Multitasking was the key. She would listen to a podcast while washing up, catch up on phone calls when walking to an appointment: "It's not so much about having it all as not drowning." A rigid routine is unrealistic, she believes. You need to go with the flow, but you also need anchored points for a stable family life, such as Sunday lunch and, in her case, film night. Hobsbawm admits it helps that her husband works from home and "does the washing, the cooking and the cleaning", but she insists they share the parenting.

Does she have any tips for anyone struggling to get the balance right? "I put sleep central to my efforts at work-life balance," says Hobsbawm, echoing the results of a recent Harvard study estimating that sleep deprivation costs American companies $63?billion a year. "A third of our time should be spent sleeping, a third working, and a third being with your family, friends and having a life. If you aren't getting a third of each you have to ask yourself why not.

"The challenge is to not think of ourselves as being victims at the mercy of all these choices. It's about managing the choices. So you also have to ask yourself: 'Do I like what I do and do I have any power to change jobs if I don't?'"

This idea that you need to find a job that you like is as old as, well, Confucius. "Choose a job you love and you'll never have to work a day in your life," he said. While this may be harder to do than to say, there is no denying that some companies are more fun to work for than others. Indeed, in California's Silicon Valley there has been a "perks arms race" in recent years.

> **Exercises to complete**:
1. In the work-life balance passage, what does Hobsbawm put at the center of her efforts to balance work and life?
2. Reproduce the entry that follows word for word, omitting the picture.

> **Entries shown**:
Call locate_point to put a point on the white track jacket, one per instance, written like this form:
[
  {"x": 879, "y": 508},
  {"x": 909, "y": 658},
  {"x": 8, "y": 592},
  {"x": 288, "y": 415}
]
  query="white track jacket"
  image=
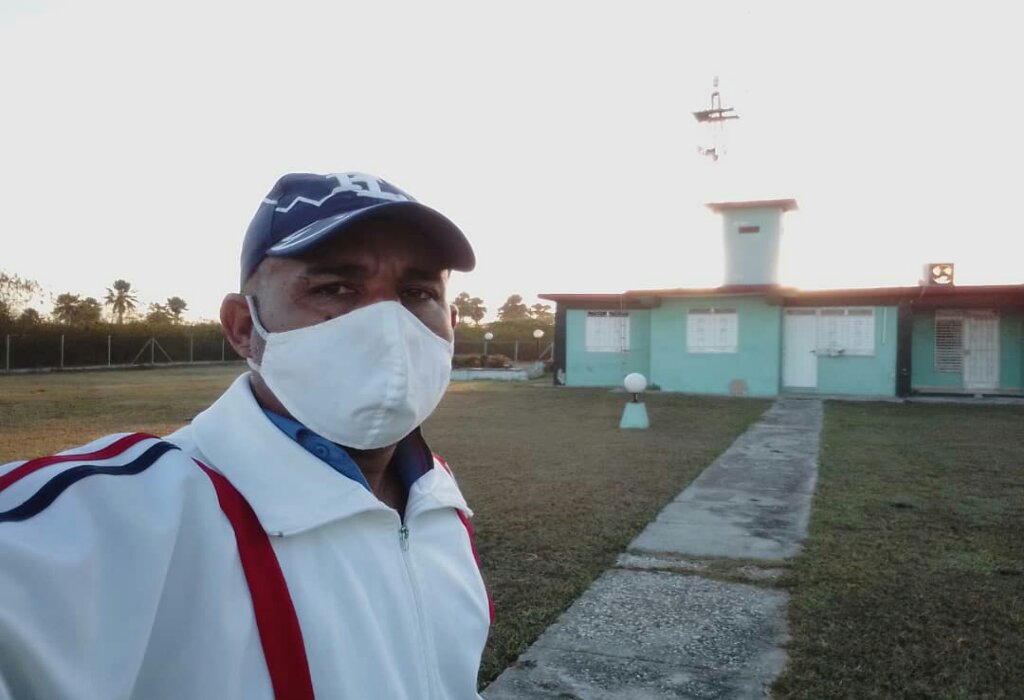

> **Written answers**:
1. Sleep

2.
Call locate_point to put a point on the white track jacket, one per instance, written like this form:
[
  {"x": 879, "y": 508},
  {"x": 909, "y": 658},
  {"x": 8, "y": 592},
  {"x": 288, "y": 415}
]
  query="white track jacket"
  image=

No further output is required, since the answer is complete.